**Task instructions:** Which lines in the rows below contain the word "support"? Extract every one of them and copy each in full.

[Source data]

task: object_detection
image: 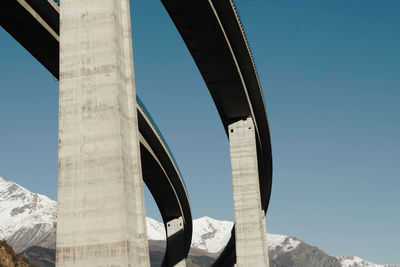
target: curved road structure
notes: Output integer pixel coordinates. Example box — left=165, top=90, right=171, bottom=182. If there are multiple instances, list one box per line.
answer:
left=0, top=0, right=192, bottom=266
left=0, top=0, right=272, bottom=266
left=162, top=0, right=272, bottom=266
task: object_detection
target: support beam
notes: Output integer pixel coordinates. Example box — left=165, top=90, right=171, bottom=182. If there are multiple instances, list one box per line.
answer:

---

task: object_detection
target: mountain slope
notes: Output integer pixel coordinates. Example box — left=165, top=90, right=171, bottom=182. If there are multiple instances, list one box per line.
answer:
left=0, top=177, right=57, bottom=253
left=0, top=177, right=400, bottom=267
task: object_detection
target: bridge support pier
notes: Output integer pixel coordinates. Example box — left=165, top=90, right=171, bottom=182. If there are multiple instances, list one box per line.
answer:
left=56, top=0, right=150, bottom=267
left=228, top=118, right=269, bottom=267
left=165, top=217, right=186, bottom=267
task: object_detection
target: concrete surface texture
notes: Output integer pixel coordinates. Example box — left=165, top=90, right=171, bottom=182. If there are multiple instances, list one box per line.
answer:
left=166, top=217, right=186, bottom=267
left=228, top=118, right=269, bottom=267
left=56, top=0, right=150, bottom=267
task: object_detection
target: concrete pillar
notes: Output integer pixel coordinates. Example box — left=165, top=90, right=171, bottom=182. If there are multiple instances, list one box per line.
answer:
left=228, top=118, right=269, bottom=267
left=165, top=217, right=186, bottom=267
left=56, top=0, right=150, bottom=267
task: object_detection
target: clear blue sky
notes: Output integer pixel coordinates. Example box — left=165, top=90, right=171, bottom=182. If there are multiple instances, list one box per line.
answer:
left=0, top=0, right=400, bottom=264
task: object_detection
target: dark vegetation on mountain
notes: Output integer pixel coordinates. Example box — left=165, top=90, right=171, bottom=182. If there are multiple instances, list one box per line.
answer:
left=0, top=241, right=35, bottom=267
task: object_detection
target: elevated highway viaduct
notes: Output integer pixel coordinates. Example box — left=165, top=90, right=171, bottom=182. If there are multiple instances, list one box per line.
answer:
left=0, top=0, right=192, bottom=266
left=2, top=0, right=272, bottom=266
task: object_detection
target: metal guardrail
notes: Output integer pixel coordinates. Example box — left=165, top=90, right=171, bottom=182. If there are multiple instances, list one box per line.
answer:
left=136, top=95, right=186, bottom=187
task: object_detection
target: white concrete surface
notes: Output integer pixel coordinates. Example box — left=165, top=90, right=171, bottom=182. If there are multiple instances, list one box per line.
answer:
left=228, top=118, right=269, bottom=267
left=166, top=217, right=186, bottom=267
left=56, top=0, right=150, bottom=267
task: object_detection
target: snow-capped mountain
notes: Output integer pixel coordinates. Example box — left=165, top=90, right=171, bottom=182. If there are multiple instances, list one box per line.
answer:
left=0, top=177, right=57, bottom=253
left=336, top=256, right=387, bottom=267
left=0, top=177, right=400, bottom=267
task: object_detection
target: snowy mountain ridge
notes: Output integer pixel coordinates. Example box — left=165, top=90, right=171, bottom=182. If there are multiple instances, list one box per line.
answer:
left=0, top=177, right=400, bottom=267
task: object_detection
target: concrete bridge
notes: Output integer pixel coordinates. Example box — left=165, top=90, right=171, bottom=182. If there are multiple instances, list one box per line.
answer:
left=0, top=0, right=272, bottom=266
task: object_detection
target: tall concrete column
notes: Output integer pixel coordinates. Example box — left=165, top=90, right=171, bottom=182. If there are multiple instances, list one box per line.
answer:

**Solution to this exercise:**
target: support beam
target: bridge support pier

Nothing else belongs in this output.